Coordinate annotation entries
>> begin

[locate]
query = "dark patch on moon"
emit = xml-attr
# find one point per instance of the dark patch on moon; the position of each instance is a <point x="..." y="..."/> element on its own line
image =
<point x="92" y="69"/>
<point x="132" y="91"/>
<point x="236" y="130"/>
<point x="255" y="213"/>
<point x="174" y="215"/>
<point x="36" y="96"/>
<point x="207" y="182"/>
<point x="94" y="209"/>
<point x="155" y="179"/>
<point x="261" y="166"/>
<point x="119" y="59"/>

>> end

▸ WHAT THE TASK ASKS:
Recast the entries above as a two-column CSV headed "query" and "result," with one row per entry. Put the request text and its answer each in a single quoted field, replacing line breaks with spaces.

▸ SOLUTION FOR THIS PROBLEM:
query,result
"[locate] query = ""dark patch on moon"" emit = xml-attr # find one point per instance of the dark patch on moon; the position of each instance is a <point x=""..."" y=""...""/> element on its own line image =","<point x=""92"" y=""69""/> <point x=""132"" y=""91""/> <point x=""236"" y=""130""/> <point x=""255"" y=""213""/> <point x=""174"" y=""215""/> <point x=""36"" y=""96""/> <point x=""207"" y=""182""/> <point x=""94"" y=""209""/> <point x=""155"" y=""179""/> <point x=""261"" y=""166""/> <point x=""119"" y=""59""/>"